ISSN : 2583-8725

White-Collar Crime in India: A Critical Analysis of Legal Framework, Judicial Trends, and Case Law

Suhani Singh
BA LLB(Hons)
Enrollment: A3211121183

Ms Sarita
Assistant Professor

Legal Framework Governing White Collar Crime in India
The Constitutional Foundation
It is evident that the Indian Constitution has not only empowered the state to legislate on white collar crime but also created an enabling environment through its provisions for achieving this objective. Preamble, Article 14, Article 21, and Directive Principles (Articles 38, 39, and 46) constitute the basis for creating an enabling environment for legislating on white collar crime by ensuring economic equality among citizens. Article 14 of the Indian Constitution guarantees equality to all its citizens. Article 21, on the other hand, guarantees life and personal liberty to its citizens, which has been interpreted by the Supreme Court to mean leading a life without economic exploitation. Article 7 of the Seventh Schedule vests the power to make laws concerning criminal procedure, including that dealing with white collar crime, in both Parliament and the state legislatures.[1]
Additionally, the constitutional framework has created a set of rights for the accused in the criminal process, namely, the right against self-incrimination, the right against double jeopardy, and the right to a fair trial, which poses many challenges in prosecuting economic offences. These challenges have led the Supreme Court to formulate a body of jurisprudence concerning issues like the constitutionality of reverse burden clauses,

 

New Criminal Law and White-Collar Crime in India
The advent of white-collar crimes as a potential source of economic destabilization and loss of public trust has made it necessary for current legal frameworks to change from their previous perspectives on criminal law. [2]This trend is exhibited in India with the adoption of the Bharatiya Nyaya Sanhita Act, 2023 (BNS), to replace the colonial Indian Penal Code, 1860 (IPC). Generally, white-collar crime involves non-violent crimes aimed at financial gains by persons who occupy places of authority, trust, and professional positions. These include fraud, embezzlement, corruption, forgery, insider trading, and cybercrime. Although the BNS Act does not give an explicit definition of what white-collar crime means, like the Indian Penal Code, various provisions are included that cover white-collar crimes.

ENTRIES PROVIDED:
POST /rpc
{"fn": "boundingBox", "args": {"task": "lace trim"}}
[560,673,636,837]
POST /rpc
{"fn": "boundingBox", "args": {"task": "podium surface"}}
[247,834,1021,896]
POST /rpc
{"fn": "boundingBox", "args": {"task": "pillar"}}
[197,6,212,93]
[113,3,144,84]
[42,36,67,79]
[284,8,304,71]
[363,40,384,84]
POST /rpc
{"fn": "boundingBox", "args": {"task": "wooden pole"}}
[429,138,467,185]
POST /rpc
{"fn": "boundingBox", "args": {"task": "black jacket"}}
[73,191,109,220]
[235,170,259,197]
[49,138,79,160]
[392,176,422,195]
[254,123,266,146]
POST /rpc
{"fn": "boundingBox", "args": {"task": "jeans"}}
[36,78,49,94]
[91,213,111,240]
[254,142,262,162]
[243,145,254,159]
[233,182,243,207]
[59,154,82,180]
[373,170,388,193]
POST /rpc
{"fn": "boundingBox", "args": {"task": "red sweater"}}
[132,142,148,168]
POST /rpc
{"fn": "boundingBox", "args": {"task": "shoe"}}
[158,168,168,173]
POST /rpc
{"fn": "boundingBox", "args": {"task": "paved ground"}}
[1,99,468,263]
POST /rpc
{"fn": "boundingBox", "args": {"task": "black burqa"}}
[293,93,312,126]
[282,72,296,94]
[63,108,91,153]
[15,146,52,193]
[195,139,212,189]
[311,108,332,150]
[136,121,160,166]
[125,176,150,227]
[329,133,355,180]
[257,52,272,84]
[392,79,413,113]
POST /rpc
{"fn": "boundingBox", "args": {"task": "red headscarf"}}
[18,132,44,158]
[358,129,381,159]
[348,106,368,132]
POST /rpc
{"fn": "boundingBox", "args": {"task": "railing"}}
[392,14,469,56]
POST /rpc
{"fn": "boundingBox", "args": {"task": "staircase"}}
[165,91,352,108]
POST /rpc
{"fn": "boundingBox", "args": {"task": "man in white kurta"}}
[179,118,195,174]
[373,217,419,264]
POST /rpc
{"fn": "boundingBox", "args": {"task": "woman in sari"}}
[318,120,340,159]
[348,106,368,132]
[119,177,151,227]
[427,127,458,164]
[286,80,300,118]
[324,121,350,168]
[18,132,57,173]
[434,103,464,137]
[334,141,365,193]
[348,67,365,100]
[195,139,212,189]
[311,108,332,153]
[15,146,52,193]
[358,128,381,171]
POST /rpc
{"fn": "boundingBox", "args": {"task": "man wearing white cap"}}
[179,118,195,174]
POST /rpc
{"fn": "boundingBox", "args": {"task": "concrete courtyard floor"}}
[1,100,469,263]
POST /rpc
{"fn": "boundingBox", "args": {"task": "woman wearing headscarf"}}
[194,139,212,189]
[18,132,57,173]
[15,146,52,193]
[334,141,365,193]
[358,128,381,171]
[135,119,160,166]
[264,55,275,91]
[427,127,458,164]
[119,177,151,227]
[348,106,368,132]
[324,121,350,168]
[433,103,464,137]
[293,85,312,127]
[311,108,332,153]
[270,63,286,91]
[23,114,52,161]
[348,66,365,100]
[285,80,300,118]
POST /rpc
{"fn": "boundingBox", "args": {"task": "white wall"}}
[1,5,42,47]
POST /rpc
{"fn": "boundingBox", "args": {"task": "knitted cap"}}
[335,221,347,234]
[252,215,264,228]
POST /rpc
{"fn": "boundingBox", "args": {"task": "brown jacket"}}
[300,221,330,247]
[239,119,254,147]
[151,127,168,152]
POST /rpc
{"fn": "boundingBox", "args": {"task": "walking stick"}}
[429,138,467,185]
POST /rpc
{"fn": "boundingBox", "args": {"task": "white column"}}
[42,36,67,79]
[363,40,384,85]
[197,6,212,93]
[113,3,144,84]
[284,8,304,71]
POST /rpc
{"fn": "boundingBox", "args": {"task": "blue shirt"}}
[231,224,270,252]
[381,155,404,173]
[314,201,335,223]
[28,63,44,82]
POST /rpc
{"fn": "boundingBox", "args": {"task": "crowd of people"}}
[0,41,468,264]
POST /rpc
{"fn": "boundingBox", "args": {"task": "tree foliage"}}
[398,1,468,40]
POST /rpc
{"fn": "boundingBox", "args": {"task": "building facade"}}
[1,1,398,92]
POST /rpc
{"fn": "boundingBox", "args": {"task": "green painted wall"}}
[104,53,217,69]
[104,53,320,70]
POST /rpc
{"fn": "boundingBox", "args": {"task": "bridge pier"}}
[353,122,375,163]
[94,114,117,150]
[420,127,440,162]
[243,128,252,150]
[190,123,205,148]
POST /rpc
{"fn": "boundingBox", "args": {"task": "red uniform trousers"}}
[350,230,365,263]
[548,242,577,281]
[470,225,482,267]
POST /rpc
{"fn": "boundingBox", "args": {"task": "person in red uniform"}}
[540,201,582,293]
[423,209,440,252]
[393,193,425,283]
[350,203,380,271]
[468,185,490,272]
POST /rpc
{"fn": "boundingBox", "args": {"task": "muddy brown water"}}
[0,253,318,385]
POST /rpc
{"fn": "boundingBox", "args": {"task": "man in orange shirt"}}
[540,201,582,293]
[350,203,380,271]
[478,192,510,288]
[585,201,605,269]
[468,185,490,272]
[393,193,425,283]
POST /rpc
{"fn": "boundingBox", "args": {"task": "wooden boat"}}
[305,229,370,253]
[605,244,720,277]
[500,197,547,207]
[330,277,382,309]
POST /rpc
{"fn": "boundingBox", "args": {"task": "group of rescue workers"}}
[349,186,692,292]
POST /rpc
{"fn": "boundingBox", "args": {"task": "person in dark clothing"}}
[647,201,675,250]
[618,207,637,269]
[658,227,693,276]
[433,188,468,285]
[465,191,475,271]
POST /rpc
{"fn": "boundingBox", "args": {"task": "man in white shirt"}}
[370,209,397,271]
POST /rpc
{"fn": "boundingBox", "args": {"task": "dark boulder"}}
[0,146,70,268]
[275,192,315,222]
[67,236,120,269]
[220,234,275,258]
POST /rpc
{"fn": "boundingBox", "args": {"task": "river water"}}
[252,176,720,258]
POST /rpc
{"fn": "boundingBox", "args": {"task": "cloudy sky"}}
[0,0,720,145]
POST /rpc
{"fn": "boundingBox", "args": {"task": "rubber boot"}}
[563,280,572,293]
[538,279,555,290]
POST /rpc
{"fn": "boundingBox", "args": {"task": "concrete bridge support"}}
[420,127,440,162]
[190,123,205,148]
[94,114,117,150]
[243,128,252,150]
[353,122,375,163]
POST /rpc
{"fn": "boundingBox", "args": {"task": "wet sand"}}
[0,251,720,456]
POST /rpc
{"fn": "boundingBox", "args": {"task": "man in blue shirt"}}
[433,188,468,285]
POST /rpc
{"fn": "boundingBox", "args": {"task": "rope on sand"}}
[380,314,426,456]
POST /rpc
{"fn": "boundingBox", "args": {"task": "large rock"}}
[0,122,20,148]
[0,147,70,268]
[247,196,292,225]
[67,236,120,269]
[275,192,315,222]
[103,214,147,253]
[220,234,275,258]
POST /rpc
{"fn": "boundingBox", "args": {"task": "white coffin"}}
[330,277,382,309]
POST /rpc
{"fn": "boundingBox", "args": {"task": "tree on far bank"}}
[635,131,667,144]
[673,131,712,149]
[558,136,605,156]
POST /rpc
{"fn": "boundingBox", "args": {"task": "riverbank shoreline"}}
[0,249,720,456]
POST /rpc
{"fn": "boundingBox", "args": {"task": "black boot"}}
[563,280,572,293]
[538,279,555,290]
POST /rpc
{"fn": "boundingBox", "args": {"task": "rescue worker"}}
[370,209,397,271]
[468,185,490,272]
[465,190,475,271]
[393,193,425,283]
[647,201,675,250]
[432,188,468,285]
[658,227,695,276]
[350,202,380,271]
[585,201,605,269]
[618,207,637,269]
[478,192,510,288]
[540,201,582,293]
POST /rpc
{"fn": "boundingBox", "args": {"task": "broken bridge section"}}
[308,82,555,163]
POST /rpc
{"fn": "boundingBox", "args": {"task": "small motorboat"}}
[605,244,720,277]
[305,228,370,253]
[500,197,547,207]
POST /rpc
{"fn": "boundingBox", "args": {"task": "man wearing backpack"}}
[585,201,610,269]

REQUIRED WORK:
[a] In the article on white-collar crime in India, repeat the passage from "New Criminal Law" to "cover white-collar crimes.".
[b] Which offenses does the article on white-collar crime in India name as examples of white-collar crime? List every one.
The rows can be set aside.

SOLUTION SET:
[a]
New Criminal Law and White-Collar Crime in India
The advent of white-collar crimes as a potential source of economic destabilization and loss of public trust has made it necessary for current legal frameworks to change from their previous perspectives on criminal law. [2]This trend is exhibited in India with the adoption of the Bharatiya Nyaya Sanhita Act, 2023 (BNS), to replace the colonial Indian Penal Code, 1860 (IPC). Generally, white-collar crime involves non-violent crimes aimed at financial gains by persons who occupy places of authority, trust, and professional positions. These include fraud, embezzlement, corruption, forgery, insider trading, and cybercrime. Although the BNS Act does not give an explicit definition of what white-collar crime means, like the Indian Penal Code, various provisions are included that cover white-collar crimes.

[b]
- Fraud
- Embezzlement
- Corruption
- Forgery
- Insider trading
- Cybercrime